(Data items)
_____

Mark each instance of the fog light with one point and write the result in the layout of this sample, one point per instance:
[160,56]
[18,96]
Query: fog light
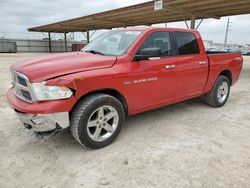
[40,121]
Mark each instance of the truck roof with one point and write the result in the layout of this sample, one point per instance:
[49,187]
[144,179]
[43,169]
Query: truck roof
[156,28]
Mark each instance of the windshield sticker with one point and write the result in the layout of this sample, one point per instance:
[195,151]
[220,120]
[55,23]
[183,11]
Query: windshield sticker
[133,32]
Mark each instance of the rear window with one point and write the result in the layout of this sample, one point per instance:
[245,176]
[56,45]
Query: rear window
[186,43]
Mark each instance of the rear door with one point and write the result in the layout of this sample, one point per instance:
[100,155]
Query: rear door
[192,65]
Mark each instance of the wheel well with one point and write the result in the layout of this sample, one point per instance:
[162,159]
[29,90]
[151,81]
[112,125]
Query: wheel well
[228,74]
[113,93]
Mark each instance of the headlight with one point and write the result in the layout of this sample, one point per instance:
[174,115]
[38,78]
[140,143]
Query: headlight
[43,92]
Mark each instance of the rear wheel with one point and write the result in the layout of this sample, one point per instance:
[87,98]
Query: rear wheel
[219,94]
[97,120]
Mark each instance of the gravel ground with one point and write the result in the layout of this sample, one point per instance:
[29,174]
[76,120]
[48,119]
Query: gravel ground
[184,145]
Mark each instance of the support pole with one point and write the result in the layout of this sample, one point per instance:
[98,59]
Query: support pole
[65,41]
[192,26]
[50,50]
[87,36]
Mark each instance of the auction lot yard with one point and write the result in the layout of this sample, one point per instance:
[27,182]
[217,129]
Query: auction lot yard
[188,144]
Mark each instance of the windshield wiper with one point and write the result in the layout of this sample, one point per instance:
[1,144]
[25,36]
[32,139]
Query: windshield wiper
[94,52]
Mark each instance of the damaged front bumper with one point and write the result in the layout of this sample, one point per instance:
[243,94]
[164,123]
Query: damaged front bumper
[44,122]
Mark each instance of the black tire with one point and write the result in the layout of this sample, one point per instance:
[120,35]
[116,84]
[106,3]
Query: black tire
[82,113]
[212,98]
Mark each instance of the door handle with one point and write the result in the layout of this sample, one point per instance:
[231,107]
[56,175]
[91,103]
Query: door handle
[170,66]
[202,62]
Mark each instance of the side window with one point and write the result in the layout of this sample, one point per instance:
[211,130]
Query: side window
[160,40]
[186,43]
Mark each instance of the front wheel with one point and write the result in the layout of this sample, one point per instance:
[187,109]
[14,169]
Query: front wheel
[97,120]
[219,94]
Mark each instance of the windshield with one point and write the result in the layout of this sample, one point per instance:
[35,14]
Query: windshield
[113,43]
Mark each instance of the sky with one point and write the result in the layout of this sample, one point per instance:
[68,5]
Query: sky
[17,16]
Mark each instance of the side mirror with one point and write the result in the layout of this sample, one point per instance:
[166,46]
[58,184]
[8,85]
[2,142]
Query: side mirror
[147,53]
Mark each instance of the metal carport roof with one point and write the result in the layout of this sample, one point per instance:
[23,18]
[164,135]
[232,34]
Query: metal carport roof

_____

- _Exercise directions_
An answer consisting of the number alone is required: how many lines in the entries hold the string "carport"?

- _Response to this task_
2